What is being asked:
List every line of the items below that contains the word "mountain", treating uppercase and lowercase letters as different.

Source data

----

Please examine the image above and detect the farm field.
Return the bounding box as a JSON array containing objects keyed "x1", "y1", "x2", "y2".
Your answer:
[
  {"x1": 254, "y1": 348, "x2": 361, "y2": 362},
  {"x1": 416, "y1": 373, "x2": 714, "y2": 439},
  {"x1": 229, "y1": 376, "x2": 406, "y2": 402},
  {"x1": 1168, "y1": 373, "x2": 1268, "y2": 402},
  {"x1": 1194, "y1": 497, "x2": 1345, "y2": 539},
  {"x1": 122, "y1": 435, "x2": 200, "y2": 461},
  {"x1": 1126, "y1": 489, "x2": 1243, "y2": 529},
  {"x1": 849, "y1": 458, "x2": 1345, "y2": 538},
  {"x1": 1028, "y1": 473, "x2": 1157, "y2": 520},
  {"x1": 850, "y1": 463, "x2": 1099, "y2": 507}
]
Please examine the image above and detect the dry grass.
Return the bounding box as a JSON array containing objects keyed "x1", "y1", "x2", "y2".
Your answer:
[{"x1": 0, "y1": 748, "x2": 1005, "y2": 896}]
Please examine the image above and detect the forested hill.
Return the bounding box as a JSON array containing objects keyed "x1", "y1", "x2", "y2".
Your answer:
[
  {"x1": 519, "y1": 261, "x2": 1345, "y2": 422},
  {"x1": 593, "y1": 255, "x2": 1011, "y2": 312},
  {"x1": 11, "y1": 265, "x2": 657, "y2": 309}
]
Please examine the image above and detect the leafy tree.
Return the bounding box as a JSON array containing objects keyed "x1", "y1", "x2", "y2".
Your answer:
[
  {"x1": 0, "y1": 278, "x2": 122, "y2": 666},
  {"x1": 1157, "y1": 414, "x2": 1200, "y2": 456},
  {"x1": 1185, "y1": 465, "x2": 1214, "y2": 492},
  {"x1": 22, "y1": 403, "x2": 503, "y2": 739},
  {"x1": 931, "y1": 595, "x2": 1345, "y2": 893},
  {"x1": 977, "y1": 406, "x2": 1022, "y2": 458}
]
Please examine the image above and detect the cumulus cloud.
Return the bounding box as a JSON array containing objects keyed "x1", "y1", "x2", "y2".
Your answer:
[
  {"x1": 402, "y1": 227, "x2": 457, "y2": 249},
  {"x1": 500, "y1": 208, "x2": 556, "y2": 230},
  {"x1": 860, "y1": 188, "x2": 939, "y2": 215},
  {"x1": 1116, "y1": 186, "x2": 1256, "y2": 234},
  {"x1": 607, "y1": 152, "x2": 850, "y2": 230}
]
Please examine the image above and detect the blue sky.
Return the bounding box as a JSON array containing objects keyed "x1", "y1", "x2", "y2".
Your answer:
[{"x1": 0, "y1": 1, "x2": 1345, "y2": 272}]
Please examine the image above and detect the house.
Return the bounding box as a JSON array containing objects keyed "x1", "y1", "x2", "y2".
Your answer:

----

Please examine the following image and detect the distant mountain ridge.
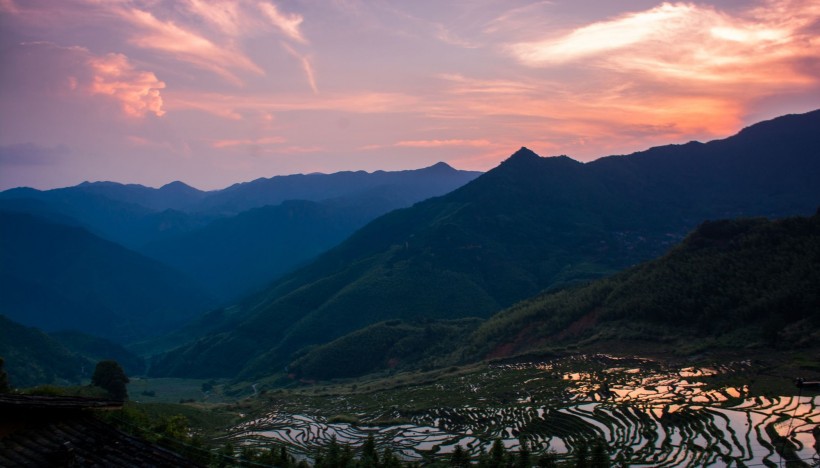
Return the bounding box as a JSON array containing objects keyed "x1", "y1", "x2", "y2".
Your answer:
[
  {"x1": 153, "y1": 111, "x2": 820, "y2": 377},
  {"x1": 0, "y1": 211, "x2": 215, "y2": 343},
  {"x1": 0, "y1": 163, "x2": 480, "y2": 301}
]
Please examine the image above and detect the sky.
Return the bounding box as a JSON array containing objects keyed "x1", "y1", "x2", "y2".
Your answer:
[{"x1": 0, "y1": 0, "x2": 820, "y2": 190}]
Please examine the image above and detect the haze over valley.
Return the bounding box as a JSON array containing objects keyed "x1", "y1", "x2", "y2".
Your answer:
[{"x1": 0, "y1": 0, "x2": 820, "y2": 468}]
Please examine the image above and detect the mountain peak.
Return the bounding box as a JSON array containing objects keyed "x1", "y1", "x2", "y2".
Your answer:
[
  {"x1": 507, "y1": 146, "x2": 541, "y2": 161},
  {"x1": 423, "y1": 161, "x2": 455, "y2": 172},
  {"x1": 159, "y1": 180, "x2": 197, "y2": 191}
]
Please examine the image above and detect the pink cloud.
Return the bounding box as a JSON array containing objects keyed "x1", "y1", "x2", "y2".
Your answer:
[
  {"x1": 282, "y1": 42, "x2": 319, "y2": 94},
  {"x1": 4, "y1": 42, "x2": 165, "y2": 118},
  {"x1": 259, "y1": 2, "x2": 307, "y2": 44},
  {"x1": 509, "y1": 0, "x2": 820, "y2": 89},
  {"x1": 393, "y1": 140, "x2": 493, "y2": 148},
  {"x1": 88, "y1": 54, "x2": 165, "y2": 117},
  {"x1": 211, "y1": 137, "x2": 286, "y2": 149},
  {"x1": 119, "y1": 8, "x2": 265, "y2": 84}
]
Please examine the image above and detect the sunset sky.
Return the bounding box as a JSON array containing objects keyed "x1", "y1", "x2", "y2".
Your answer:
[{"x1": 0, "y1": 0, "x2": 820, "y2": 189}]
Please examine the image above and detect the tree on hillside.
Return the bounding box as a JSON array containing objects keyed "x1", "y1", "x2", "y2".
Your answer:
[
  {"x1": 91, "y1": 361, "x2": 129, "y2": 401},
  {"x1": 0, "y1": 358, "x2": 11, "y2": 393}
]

----

Result:
Please examine the following image and detect the distant mountain ridge.
Please examine the image above and detect the mountain peak.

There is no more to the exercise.